> _QUESTIONS TO ANSWER_
a - In the Seanad debate, in which election did the speaker cast a first vote?
b - Write out the passage of the Seanad debate that begins at the words "Wednesday, 21 March" and stops after the words "across as patronising.".

> _SELECTED EXTRACT_
········

Seanad debates

Wednesday, 21 March 2018

Electoral (Amendment) (Voting at 16) Bill 2016: Committee Stage

 

10:30 am

Photo of John Paul PhelanJohn Paul Phelan (Carlow-Kilkenny, Fine Gael) | Oireachtas source

The proposal, as approved by the Government on 26 September last, is that a referendum on reducing the voting age and a referendum on reducing the time in which a person can get a divorce would be held together. I hope I am not coming across as patronising.

What Senator Mac Lochlainn said earlier about older people pretending to be younger and knowing what younger people want, struck a chord with me. I tend to agree with him on that. However, we have an onus to be honest with people. It would be unconscionable for any Government to vote now to reduce the voting age in marked contravention of the vote at the Constitutional Convention on this question which said that there should be a common voting age across all elections. There is also the possibility that a future referendum might overturn that decision. Whoever will be in government at the time will act to implement the result of any referendum on the voting age. I am sure the Oireachtas as a whole will act to do so, but until that referendum is held, to hold European and local elections, which would have voters of 16 and 17 years of age casting a ballot on the same day that the public might make a different decision would be completely unsatisfactory to say the least. I am not disputing the legitimacy of the arguments that have been made.

Senator Warfield spoke about the involvement of secondary school students. It is a matter of luck in terms of the year one is born and when one gets a vote. The age of 18 or 16 are arbitrary. There are plenty of 15 year olds who are interested. My political awakening happened when I was eight years of age and Garret FitzGerald signed the Anglo Irish Agreement. I decided at that age that I wanted to be a politician but I was a particularly weird child. My first vote was in the 1997 general election when I was doing my leaving certificate. The vote on the Good Friday Agreement, which took place very shortly after that, was my second vote and I was a secondary school student at the time. Even under our current system, secondary school students have a vote, but that is not the point. The principle is whether the voting age should be reduced. A decision has been made that this question should be put to the public in 2019.

········

> _PROVIDED DATA_

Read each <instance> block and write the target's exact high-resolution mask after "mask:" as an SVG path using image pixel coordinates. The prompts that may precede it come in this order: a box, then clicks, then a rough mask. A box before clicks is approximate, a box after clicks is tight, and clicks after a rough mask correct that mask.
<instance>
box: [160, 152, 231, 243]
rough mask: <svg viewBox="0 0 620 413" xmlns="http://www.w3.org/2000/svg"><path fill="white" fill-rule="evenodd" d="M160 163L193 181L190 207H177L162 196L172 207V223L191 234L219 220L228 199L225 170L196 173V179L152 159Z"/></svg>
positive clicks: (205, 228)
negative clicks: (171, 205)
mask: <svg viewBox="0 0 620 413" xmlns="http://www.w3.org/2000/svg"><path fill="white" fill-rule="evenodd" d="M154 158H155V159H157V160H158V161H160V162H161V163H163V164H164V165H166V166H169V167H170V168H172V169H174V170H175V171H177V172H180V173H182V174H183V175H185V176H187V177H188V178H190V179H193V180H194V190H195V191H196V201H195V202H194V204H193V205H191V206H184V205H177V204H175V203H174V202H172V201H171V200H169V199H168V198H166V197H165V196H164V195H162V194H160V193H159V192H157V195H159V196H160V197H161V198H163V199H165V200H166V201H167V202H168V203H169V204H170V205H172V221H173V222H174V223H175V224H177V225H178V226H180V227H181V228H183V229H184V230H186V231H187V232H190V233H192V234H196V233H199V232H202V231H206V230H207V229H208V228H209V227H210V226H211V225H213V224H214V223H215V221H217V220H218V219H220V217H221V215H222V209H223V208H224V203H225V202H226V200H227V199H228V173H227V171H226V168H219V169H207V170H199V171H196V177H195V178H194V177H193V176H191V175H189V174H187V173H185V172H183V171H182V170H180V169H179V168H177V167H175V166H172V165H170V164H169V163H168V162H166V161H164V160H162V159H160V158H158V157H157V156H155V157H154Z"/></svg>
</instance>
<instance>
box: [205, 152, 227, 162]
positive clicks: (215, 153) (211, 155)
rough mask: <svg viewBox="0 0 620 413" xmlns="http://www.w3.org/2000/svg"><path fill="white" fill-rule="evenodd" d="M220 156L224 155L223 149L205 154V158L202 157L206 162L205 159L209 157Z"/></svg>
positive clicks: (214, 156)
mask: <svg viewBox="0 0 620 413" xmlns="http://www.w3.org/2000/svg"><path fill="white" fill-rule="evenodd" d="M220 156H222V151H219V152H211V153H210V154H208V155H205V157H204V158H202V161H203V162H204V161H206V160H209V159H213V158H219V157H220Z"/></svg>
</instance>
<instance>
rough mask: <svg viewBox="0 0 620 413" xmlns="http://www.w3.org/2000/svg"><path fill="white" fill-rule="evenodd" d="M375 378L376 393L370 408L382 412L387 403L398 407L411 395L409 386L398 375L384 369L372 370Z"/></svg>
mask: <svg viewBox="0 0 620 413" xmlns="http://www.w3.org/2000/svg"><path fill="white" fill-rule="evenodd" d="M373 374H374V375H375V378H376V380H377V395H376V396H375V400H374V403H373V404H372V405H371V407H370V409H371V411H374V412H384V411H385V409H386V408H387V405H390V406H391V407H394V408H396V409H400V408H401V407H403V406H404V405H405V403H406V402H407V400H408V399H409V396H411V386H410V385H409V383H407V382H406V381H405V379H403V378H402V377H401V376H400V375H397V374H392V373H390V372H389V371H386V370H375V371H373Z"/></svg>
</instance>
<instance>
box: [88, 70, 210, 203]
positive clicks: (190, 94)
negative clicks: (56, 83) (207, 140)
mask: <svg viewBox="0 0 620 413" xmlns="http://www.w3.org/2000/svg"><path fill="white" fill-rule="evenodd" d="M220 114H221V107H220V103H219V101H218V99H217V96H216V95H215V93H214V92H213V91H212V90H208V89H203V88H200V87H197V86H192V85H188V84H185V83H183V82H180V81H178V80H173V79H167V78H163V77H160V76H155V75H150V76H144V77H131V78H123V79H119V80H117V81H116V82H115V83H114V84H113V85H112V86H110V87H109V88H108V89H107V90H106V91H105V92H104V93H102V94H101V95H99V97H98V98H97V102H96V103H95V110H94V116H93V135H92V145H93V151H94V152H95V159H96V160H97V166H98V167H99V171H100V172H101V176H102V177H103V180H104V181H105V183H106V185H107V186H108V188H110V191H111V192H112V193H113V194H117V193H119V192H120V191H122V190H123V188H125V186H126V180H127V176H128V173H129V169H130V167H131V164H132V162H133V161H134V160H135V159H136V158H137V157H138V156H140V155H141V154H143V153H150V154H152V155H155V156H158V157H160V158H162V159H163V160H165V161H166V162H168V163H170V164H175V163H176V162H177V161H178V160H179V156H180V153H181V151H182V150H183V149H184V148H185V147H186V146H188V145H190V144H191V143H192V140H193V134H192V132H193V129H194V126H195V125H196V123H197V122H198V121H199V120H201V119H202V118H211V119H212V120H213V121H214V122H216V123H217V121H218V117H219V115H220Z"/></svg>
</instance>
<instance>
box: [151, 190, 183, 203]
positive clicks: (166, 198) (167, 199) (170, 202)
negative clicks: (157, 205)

········

> _TASK RESPONSES_
a - The 1997 general election.

b -
Wednesday, 21 March 2018

Electoral (Amendment) (Voting at 16) Bill 2016: Committee Stage

 

10:30 am

Photo of John Paul PhelanJohn Paul Phelan (Carlow-Kilkenny, Fine Gael) | Oireachtas source

The proposal, as approved by the Government on 26 September last, is that a referendum on reducing the voting age and a referendum on reducing the time in which a person can get a divorce would be held together. I hope I am not coming across as patronising.